-- BEGIN Input --
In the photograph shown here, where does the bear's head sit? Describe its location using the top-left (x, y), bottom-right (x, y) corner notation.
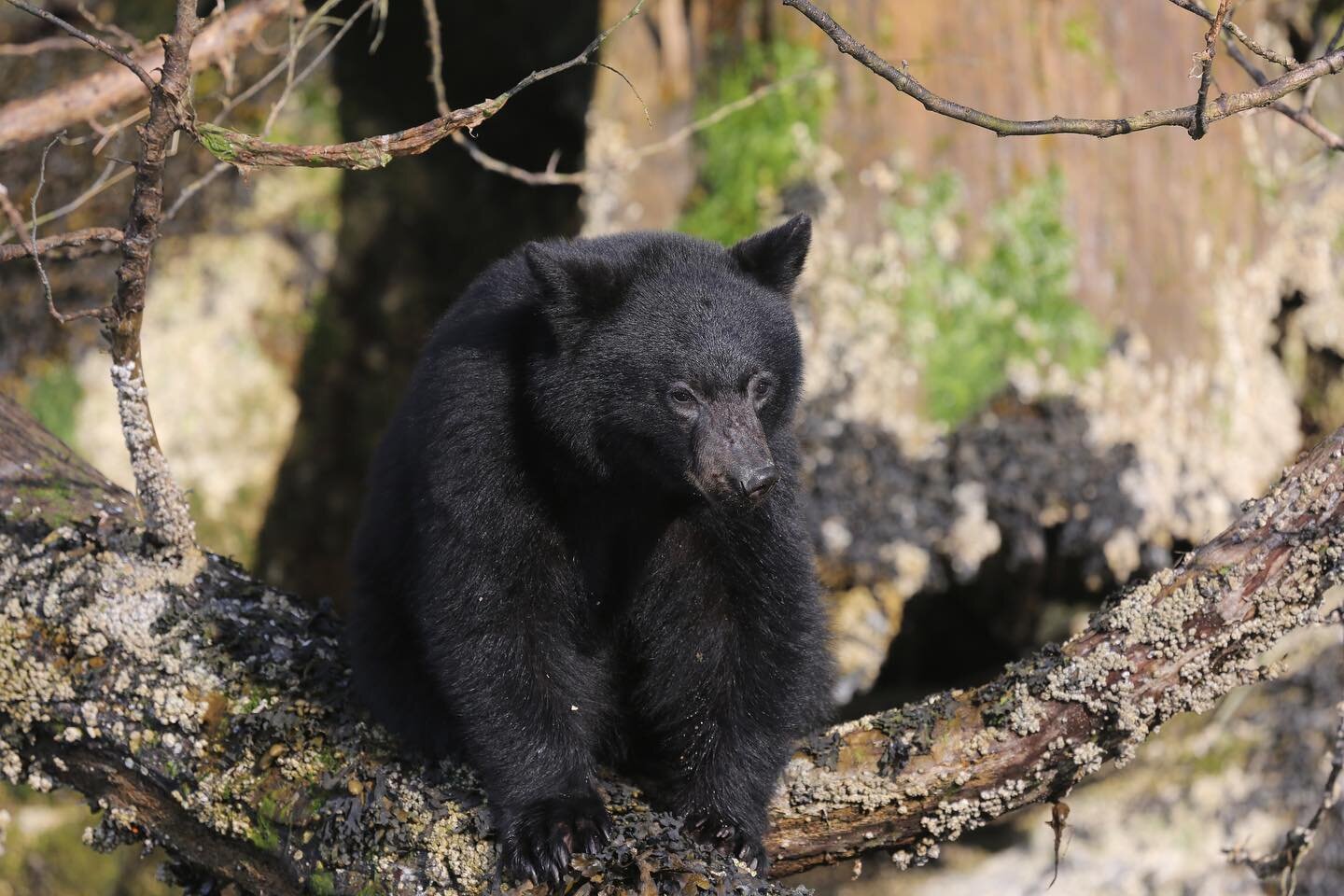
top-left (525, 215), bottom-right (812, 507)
-- END Input --
-- BEGIN Input --
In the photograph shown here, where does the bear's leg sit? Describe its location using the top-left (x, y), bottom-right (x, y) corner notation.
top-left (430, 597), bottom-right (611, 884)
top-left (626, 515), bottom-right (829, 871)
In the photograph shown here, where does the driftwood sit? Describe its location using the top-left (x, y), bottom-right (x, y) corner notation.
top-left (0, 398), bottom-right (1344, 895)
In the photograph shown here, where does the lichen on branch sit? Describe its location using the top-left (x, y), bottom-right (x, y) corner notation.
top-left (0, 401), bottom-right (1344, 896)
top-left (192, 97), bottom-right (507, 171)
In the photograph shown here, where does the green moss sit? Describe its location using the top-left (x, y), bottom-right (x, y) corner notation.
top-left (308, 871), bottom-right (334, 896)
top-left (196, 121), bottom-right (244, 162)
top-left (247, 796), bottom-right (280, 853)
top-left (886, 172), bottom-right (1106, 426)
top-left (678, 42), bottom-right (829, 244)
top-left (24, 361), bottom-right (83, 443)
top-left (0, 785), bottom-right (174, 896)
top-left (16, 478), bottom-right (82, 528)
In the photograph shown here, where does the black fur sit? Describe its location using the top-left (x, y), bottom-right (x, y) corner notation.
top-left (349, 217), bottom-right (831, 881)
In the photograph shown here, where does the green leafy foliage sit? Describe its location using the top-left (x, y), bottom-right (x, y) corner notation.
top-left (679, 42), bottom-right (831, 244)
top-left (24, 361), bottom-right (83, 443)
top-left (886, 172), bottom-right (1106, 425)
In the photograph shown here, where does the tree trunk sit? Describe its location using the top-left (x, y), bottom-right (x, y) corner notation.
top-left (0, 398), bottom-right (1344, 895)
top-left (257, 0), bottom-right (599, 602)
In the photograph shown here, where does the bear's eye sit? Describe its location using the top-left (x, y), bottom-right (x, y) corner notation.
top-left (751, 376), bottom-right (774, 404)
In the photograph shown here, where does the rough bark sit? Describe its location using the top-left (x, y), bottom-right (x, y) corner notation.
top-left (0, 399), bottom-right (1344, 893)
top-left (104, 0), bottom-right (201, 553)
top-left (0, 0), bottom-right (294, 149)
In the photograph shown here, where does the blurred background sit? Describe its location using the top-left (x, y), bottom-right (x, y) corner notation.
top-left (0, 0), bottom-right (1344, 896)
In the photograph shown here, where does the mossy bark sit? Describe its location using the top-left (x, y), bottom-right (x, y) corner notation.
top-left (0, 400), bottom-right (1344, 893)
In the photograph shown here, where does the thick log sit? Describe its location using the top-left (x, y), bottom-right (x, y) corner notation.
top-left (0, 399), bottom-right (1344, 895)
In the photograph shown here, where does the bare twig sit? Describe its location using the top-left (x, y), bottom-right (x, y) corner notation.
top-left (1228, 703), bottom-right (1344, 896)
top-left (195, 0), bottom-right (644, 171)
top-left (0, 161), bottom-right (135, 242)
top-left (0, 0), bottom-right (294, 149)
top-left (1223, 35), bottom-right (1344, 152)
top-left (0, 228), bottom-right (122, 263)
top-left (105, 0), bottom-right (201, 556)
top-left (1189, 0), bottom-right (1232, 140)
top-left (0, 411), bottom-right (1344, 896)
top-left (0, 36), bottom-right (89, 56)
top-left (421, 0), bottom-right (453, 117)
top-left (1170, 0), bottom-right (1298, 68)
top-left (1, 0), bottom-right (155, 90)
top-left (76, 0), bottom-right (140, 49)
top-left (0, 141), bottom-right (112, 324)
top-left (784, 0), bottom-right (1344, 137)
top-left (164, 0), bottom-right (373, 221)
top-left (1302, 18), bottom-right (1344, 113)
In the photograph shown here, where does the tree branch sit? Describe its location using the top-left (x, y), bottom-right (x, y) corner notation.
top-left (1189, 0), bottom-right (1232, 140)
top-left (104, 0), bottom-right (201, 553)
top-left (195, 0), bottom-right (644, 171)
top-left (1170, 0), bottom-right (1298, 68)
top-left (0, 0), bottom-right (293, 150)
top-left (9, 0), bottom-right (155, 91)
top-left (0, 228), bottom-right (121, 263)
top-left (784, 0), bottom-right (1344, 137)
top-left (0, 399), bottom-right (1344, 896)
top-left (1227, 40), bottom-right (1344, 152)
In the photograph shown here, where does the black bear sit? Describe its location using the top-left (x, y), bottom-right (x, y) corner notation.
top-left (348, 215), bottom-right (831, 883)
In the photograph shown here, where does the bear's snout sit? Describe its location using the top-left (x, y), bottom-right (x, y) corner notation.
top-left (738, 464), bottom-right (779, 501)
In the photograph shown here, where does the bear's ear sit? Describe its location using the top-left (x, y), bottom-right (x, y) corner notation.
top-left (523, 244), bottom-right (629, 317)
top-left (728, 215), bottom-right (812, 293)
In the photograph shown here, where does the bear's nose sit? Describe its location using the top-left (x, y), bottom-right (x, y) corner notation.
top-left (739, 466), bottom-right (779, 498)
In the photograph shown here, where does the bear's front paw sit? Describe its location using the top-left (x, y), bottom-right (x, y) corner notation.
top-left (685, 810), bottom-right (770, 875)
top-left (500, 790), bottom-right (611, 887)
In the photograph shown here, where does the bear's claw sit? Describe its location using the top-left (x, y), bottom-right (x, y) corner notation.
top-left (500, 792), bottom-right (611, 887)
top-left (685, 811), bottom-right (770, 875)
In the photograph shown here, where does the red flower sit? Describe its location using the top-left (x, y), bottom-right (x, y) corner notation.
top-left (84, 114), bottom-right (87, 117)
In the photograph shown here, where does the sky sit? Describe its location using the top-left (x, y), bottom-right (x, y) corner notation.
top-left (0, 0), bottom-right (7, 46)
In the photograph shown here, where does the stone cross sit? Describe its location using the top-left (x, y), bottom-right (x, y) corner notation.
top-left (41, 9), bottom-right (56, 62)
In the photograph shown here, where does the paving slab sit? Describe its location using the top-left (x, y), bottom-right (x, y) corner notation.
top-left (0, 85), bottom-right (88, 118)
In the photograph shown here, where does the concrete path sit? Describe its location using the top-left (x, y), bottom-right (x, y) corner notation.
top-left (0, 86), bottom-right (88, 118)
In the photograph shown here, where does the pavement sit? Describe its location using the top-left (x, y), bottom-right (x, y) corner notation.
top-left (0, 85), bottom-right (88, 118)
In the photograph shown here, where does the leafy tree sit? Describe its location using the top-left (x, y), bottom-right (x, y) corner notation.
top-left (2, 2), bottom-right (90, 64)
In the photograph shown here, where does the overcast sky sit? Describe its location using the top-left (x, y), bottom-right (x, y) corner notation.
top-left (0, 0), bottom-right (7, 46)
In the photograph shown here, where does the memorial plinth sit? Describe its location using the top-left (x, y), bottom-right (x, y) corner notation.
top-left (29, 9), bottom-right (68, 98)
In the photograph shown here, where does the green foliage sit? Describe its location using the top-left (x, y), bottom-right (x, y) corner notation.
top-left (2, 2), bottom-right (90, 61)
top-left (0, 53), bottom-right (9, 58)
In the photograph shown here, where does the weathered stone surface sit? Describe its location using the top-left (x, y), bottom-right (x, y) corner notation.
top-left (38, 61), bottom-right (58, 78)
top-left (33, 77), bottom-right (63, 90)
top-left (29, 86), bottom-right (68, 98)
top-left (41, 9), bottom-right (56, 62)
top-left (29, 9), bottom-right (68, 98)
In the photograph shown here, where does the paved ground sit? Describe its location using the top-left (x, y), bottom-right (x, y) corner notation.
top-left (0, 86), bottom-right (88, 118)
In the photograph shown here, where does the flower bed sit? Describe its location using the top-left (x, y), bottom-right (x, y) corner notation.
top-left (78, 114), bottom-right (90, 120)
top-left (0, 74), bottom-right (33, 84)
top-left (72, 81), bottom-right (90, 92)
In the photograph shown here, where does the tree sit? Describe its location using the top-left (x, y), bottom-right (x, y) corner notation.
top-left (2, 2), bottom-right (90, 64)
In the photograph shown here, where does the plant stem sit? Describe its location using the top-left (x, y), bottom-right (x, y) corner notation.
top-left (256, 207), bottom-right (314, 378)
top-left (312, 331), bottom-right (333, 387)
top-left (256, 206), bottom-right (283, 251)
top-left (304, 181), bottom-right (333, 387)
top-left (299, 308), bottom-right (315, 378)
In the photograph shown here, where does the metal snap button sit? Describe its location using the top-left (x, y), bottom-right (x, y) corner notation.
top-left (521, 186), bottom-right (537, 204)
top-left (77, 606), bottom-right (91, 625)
-- END Input --
-- BEGIN Input --
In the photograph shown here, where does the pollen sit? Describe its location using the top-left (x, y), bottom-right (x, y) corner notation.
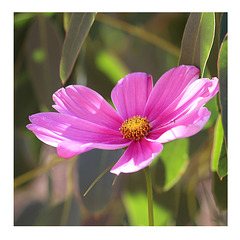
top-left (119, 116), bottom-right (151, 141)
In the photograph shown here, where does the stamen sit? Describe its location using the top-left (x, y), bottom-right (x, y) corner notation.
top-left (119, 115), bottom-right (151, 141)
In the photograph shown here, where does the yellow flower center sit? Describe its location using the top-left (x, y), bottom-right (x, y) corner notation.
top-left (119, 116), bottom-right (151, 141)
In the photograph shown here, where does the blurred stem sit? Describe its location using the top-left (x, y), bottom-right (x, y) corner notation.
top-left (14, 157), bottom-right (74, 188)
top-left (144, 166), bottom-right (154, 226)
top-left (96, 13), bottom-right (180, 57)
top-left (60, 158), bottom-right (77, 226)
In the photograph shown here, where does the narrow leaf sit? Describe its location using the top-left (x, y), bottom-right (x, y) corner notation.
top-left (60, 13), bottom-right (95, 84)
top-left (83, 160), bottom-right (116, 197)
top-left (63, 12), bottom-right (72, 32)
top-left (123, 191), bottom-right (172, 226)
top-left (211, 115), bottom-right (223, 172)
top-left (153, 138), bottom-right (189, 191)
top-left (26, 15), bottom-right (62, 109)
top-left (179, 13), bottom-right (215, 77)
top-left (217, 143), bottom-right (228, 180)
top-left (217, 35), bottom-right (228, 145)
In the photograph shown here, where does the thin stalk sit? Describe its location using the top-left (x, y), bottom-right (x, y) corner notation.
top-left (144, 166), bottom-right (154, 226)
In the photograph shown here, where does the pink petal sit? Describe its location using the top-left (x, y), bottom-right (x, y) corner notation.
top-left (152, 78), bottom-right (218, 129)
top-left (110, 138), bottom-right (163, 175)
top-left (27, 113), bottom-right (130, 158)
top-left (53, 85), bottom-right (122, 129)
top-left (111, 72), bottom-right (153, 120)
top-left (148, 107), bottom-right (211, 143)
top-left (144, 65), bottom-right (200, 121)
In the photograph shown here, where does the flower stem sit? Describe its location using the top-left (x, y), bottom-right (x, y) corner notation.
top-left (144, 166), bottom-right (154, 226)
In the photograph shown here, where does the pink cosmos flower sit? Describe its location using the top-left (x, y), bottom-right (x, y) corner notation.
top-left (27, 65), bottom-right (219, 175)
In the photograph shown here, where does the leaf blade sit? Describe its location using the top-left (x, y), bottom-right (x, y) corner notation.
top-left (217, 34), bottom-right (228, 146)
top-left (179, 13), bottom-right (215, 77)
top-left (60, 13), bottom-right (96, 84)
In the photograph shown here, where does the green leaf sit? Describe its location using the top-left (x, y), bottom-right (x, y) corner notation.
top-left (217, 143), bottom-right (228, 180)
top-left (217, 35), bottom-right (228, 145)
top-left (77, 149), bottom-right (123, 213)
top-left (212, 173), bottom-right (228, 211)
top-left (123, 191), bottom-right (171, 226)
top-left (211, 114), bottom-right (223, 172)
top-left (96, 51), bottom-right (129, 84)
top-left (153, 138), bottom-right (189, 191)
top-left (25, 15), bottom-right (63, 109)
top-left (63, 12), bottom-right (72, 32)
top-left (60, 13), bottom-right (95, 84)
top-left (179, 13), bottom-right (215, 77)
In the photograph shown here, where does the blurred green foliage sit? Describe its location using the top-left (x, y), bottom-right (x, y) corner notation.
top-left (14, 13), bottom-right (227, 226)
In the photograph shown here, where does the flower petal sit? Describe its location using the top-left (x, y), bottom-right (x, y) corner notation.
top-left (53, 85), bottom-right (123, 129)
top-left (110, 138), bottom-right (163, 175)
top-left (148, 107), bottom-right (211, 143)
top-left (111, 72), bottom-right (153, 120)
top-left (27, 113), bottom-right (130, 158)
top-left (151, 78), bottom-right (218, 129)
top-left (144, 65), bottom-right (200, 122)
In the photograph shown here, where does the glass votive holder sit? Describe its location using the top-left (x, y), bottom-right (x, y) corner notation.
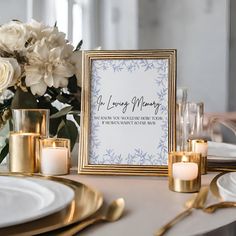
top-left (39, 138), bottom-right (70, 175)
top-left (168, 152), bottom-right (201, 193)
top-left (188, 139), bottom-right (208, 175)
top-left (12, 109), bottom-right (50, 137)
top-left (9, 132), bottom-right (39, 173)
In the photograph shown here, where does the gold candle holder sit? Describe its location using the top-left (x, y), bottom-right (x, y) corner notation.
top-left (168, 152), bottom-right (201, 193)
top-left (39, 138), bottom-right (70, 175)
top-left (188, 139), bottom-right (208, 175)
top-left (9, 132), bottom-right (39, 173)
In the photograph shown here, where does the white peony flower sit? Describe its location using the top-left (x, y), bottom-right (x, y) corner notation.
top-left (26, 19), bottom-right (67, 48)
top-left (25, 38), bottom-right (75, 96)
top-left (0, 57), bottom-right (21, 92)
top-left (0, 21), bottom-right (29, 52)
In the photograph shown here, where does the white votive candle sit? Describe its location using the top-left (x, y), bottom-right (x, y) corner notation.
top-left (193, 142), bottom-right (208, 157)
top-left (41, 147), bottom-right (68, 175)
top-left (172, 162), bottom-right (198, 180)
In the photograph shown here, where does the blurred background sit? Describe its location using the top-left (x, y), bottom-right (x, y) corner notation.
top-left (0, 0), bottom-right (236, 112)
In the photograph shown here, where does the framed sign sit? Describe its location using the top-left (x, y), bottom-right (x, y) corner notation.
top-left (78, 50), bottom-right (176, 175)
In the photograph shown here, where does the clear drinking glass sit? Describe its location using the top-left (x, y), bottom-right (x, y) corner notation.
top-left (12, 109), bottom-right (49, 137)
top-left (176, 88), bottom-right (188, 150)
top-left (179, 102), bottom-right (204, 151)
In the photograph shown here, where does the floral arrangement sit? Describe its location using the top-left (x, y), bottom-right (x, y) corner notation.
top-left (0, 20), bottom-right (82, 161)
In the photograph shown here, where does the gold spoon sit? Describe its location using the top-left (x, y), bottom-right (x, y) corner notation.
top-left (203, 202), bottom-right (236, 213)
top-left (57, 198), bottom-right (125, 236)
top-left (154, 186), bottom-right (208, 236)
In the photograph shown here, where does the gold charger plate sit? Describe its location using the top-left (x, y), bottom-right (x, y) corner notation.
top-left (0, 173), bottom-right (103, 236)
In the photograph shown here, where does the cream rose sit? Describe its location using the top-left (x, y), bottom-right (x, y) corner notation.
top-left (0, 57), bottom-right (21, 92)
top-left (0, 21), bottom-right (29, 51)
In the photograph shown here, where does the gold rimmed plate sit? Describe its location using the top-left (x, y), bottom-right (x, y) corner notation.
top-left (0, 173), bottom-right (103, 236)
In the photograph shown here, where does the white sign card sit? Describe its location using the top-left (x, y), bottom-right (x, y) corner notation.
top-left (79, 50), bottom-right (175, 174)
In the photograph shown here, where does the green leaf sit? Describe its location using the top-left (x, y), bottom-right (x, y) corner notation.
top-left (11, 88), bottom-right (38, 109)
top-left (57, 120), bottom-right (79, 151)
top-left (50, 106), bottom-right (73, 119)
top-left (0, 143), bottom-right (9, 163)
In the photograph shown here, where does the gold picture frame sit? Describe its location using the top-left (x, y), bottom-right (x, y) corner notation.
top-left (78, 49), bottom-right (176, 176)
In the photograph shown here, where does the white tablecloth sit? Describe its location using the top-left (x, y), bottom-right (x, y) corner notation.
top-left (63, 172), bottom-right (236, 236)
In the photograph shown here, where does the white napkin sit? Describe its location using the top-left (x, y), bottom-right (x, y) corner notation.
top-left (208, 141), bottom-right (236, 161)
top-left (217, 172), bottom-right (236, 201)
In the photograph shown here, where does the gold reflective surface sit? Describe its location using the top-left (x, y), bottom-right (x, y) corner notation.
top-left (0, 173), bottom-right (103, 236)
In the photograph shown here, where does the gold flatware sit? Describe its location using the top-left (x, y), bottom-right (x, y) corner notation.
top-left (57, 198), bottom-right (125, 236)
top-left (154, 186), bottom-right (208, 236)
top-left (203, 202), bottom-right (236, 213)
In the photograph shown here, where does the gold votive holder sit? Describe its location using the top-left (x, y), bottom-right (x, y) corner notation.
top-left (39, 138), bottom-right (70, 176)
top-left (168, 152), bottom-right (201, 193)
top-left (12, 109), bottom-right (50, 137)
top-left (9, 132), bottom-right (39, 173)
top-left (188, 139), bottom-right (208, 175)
-- END Input --
→ **What the task asks**
Please convert the data above, starting at the line containing "In the photograph shown here, where does the black bear" and ending at the line containing "top-left (348, 215), bottom-right (831, 883)", both lines included, into a JSON list of strings with one string per line and blank lines omitted.

→ **Full answer**
[
  "In the photograph shown here, where does the black bear sit? Describe its location using the top-left (x, y), bottom-right (x, y) corner notation.",
  "top-left (348, 215), bottom-right (831, 883)"
]